Text excerpt.
Kelly loves to play guitar and write music.
To date, Kelly has recorded three albums
which have been hailed by critics everywhere.
The debut album, "Ever Changing," captured
Kelly's first collection of very personal
songs written and performed to an acoustic
guitar. Chris Freeman (from the band, Pansy
Division), came on board as producer and
recorded the songs with a full band essentially
creating Kelly's initial sound.
Kelly's second album, "Rock N Glow," (also
produced by Freeman) was a more elaborate
effort creating a more rock-n-roll sound
while maintaining Kelly's personally poetic
writing style.
Kelly teamed up with Producer, Steven
Phillips, to record the third album. The
result is a beautifully composed, electronic-driven
recording called, "Satellite Baby."
Kelly performs solo acoustic or with a
full-band.
Booking Info: contact mantle_music@yahoo.com
"Rock
N Glow" Review (from Frontiers magazine)

To-do list.
1. Can you condense the paragraph of the musician bio beginning "Kelly's second album" into a short bulleted list that keeps its main facts?
2. Could you convert the entries from the line with "Rules: pick out each instance of the hazy" through the end of the entries into a numbered list, leaving out blank lines?
These entries have no connection to the musician bio.

Entries from a point labeling set:
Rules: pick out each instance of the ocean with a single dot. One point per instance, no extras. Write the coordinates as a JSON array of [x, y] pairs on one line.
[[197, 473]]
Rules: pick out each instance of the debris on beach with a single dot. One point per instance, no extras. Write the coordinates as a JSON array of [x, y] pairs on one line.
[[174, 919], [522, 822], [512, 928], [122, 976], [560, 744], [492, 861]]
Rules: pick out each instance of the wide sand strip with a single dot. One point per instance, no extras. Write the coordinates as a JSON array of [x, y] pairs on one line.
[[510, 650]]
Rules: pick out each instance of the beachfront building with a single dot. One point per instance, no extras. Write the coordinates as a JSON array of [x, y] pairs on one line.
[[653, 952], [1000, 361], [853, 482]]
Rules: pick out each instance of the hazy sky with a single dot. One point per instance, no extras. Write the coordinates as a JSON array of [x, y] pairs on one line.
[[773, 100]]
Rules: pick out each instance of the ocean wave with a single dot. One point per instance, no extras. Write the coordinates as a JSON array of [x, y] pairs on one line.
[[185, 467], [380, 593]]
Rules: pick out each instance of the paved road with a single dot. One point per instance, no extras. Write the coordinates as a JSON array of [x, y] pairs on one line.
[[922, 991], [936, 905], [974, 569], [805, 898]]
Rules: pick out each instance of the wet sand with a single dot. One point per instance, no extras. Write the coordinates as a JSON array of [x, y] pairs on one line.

Responses to the tasks.
1.
- Kelly's second album is "Rock N Glow."
- Chris Freeman also produced it.
- It was a more elaborate effort with a more rock-n-roll sound.
- It kept Kelly's personally poetic writing style.

2.
1. Rules: pick out each instance of the hazy sky with a single dot. One point per instance, no extras. Write the coordinates as a JSON array of [x, y] pairs on one line.
2. [[773, 100]]
3. Rules: pick out each instance of the ocean wave with a single dot. One point per instance, no extras. Write the coordinates as a JSON array of [x, y] pairs on one line.
4. [[185, 467], [380, 593]]
5. Rules: pick out each instance of the paved road with a single dot. One point per instance, no extras. Write the coordinates as a JSON array of [x, y] pairs on one line.
6. [[922, 991], [936, 905], [974, 569], [805, 898]]
7. Rules: pick out each instance of the wet sand with a single dot. One point per instance, no extras. Write the coordinates as a JSON array of [x, y] pairs on one line.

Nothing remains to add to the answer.